● Record excerpts

◆ ◆ ◆ ◆ ◆ ◆ ◆

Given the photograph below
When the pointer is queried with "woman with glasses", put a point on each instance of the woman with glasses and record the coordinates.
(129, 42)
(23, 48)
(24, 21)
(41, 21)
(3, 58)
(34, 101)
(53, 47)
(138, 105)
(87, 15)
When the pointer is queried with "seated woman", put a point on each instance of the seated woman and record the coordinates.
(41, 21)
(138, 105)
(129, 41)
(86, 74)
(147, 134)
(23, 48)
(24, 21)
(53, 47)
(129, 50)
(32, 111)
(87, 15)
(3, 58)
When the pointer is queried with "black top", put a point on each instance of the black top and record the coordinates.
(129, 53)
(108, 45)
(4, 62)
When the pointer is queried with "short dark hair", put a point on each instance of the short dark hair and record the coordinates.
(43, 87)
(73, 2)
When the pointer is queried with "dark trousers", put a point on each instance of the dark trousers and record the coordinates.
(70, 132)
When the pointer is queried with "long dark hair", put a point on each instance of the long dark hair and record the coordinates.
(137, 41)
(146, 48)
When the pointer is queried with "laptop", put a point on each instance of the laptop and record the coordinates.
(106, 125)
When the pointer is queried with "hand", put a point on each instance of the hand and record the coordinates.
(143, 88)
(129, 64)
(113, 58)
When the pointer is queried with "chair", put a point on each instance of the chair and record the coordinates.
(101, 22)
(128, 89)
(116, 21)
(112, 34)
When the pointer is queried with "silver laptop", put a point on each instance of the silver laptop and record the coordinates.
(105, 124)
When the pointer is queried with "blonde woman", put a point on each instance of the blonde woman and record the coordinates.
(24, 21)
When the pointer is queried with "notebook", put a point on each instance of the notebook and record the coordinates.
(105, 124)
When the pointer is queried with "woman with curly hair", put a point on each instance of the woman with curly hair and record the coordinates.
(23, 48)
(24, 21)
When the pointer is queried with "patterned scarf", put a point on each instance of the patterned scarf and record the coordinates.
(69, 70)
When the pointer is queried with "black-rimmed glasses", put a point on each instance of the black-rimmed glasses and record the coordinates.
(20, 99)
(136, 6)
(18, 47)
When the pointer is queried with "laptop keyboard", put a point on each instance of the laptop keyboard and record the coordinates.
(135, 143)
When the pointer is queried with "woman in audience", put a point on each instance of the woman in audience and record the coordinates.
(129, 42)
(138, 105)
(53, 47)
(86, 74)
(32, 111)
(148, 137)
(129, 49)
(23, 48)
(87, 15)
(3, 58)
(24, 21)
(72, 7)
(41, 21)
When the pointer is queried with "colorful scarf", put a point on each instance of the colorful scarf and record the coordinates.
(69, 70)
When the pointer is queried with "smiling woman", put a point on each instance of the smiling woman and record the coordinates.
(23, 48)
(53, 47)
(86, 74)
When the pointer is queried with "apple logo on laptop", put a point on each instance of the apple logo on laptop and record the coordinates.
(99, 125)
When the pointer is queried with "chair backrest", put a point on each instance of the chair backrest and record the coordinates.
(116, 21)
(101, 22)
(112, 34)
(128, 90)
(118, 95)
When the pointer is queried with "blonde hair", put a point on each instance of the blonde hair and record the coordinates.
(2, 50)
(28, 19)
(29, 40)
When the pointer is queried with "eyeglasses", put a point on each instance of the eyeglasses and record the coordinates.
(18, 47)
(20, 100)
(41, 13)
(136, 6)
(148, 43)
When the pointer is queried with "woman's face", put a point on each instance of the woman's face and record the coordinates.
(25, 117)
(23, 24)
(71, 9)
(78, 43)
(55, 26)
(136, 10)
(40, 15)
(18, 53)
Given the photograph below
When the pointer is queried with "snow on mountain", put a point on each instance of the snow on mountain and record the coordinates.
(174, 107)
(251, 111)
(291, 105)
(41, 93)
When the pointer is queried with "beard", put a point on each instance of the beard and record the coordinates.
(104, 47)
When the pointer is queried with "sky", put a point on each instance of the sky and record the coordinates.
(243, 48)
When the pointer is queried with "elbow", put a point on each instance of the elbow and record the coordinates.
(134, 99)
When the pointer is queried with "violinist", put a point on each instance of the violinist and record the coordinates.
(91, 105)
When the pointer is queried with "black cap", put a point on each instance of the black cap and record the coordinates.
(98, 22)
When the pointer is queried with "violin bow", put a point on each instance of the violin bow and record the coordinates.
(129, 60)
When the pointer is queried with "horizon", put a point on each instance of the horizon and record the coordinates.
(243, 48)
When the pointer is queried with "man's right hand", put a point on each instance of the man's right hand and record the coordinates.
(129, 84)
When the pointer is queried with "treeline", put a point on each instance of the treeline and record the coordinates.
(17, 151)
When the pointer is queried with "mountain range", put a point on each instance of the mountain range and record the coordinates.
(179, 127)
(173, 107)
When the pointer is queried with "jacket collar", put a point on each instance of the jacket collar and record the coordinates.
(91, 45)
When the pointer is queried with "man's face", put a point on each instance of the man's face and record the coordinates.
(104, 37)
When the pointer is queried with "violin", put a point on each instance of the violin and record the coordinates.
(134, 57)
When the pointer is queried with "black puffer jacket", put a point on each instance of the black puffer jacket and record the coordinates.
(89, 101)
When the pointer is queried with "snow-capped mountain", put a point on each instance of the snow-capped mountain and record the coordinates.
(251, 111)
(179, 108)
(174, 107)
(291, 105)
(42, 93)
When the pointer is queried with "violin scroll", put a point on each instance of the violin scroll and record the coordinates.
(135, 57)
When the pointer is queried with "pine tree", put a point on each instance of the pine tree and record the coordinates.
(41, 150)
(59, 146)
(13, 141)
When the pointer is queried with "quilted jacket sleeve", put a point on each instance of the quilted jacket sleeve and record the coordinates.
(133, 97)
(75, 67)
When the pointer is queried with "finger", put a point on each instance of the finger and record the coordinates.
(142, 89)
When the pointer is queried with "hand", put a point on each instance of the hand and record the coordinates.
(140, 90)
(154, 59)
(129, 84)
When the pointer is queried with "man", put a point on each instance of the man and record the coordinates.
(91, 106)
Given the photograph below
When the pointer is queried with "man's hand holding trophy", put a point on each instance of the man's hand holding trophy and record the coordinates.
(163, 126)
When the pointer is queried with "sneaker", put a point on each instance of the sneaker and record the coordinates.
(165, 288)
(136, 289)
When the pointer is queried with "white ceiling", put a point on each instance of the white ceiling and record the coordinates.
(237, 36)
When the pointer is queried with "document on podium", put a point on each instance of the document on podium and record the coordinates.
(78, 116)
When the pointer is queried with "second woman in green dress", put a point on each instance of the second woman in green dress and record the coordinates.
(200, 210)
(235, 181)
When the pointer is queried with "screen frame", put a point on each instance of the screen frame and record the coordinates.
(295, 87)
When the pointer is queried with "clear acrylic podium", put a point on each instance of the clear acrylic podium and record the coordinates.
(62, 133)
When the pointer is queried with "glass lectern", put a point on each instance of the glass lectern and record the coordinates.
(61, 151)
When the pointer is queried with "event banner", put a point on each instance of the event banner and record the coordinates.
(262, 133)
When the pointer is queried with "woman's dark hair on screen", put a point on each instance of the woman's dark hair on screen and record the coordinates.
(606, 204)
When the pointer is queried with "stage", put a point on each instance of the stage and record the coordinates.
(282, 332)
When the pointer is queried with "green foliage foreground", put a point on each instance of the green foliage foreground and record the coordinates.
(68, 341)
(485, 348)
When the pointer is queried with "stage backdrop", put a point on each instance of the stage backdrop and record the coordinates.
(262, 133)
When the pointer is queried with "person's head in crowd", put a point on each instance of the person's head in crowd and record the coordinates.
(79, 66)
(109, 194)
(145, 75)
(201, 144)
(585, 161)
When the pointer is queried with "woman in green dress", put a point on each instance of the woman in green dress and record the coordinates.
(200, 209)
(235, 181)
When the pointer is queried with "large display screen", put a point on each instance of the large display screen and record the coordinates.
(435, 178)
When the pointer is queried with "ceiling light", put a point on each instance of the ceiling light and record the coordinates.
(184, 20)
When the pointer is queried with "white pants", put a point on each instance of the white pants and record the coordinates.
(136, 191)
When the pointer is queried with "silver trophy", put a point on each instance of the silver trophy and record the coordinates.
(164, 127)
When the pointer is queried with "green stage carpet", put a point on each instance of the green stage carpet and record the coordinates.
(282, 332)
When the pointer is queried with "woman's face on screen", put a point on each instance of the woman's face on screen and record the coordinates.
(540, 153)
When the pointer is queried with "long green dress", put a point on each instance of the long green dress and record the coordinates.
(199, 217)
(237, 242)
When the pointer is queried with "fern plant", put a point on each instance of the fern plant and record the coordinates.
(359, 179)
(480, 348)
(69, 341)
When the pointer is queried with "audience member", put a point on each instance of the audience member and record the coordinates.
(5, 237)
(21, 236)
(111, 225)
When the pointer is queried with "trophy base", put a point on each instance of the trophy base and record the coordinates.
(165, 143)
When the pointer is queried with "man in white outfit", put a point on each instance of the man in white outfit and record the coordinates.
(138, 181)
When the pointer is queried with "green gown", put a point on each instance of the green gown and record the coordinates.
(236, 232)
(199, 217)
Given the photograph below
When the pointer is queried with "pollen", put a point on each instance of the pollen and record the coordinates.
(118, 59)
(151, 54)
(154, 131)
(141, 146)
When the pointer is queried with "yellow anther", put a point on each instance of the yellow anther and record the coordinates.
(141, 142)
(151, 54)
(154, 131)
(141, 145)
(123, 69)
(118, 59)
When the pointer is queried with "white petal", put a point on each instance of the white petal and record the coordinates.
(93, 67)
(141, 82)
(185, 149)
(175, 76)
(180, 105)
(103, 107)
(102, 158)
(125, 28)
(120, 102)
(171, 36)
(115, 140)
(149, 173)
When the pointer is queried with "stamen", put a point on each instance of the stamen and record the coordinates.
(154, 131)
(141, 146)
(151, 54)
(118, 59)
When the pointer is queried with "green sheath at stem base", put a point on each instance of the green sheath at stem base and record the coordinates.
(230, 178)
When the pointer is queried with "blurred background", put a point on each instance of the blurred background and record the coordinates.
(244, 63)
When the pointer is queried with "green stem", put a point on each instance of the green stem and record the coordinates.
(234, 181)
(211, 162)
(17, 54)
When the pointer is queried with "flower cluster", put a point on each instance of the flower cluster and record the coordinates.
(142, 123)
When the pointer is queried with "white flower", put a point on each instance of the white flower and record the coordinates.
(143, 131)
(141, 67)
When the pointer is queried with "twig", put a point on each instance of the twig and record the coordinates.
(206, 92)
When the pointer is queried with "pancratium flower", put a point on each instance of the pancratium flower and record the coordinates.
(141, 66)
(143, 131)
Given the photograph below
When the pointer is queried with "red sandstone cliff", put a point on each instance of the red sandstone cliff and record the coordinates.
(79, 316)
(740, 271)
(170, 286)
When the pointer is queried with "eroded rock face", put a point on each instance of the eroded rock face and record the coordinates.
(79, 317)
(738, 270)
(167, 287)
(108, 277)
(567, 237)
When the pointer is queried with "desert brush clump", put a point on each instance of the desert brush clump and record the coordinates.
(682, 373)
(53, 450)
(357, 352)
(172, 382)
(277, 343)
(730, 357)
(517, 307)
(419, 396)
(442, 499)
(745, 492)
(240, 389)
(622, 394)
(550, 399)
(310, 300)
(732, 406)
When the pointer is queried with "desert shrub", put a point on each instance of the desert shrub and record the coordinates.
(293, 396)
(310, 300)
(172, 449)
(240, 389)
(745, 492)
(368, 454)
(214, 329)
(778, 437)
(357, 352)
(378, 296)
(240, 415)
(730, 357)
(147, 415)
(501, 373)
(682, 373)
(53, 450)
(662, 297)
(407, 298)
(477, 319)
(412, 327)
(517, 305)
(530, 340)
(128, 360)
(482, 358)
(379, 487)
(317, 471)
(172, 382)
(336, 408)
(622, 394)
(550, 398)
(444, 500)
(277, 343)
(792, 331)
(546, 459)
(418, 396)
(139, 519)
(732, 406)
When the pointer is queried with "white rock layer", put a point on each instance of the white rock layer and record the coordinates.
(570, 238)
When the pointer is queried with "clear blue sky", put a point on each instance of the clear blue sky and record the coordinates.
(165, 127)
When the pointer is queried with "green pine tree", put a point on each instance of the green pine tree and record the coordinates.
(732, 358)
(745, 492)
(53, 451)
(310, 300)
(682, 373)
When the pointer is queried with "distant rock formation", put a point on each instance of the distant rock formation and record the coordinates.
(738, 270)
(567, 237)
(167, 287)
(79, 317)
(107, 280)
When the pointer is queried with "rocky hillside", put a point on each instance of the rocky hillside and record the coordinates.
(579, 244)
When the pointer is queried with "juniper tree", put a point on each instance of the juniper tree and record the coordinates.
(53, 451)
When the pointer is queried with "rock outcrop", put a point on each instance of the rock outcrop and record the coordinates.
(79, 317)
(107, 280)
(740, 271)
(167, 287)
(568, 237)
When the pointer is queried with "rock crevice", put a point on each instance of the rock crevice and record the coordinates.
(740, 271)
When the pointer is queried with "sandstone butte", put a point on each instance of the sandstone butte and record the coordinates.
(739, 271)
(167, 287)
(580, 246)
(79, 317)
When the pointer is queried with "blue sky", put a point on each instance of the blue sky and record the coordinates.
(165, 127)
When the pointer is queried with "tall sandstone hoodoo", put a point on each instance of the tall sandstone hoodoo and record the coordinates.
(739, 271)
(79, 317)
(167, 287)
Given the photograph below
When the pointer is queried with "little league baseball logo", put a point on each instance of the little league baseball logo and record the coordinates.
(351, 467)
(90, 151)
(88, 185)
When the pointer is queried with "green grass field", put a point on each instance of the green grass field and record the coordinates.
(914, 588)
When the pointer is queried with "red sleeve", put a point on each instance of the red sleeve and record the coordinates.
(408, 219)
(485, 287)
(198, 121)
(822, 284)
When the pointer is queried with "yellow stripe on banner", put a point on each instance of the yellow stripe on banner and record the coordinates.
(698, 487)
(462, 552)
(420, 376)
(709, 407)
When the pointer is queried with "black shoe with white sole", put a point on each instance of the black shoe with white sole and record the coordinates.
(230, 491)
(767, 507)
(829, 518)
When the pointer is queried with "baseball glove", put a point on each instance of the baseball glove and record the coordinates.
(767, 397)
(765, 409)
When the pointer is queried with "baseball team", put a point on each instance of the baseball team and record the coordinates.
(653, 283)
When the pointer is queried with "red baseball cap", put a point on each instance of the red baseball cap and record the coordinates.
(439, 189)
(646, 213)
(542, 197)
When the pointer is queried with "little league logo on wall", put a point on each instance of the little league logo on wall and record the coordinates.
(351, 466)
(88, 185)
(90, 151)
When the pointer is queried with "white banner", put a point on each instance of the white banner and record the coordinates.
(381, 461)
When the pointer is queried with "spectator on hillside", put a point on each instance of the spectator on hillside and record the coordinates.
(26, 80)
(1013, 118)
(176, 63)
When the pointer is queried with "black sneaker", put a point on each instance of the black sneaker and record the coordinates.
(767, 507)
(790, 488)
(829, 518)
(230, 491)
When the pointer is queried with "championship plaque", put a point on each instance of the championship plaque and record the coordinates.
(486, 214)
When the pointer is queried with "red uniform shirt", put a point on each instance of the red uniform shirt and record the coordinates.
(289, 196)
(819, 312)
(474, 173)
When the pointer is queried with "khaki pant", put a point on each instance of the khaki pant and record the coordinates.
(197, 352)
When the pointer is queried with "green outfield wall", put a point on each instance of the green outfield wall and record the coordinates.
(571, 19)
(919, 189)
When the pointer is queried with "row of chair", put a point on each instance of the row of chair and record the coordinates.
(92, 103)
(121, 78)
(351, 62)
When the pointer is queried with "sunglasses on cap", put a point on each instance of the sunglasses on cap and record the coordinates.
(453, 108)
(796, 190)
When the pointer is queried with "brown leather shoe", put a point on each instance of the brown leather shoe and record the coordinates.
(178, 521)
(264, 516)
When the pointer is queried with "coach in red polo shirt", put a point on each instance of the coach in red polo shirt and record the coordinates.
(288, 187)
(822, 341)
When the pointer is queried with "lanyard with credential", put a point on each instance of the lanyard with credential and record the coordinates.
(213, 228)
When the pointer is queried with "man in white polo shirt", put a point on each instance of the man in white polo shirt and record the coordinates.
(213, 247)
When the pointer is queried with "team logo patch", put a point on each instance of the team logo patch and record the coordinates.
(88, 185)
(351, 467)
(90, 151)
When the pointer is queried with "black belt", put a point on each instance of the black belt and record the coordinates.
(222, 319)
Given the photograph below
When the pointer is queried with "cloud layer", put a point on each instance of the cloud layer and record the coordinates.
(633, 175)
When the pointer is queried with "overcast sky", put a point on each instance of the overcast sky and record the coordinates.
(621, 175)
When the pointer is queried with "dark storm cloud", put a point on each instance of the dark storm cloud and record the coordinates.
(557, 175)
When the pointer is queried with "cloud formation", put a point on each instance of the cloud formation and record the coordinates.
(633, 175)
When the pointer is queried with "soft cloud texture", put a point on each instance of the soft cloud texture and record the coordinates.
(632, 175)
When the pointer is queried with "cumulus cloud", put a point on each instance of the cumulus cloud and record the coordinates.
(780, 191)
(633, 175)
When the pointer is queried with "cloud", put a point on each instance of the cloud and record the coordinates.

◆ ◆ ◆ ◆ ◆ ◆ ◆

● Stated task
Transcribe, word for word, every line from the one containing "white polo shirt and record the coordinates." through the final line of the entries, and nothing else.

● Problem solution
When the pointer is queried with "man in white polo shirt", put a point on each instance of the man in white polo shirt and record the coordinates.
(213, 247)
When the pointer is queried with "team logo patch", put a point on each instance of the team logo patch and record the coordinates.
(88, 185)
(351, 467)
(90, 151)
When the pointer is queried with "black belt", put a point on each instance of the black belt and record the coordinates.
(222, 319)
Given the photograph below
When the pointer is queried with "cloud layer", put a point on each instance of the cloud layer and record the coordinates.
(633, 175)
When the pointer is queried with "overcast sky", put a point on each instance of the overcast sky and record the coordinates.
(621, 175)
When the pointer is queried with "dark storm cloud", put a point on each instance of the dark storm cloud and record the coordinates.
(557, 175)
When the pointer is queried with "cloud formation", put a point on each instance of the cloud formation and record the coordinates.
(633, 175)
When the pointer is queried with "soft cloud texture", put a point on each instance of the soft cloud texture and record the coordinates.
(632, 175)
When the pointer is queried with "cumulus cloud", put a point on each instance of the cumulus cloud and record the coordinates.
(780, 191)
(633, 175)
When the pointer is queried with "cloud", put a point on each instance of the cloud and record the coordinates.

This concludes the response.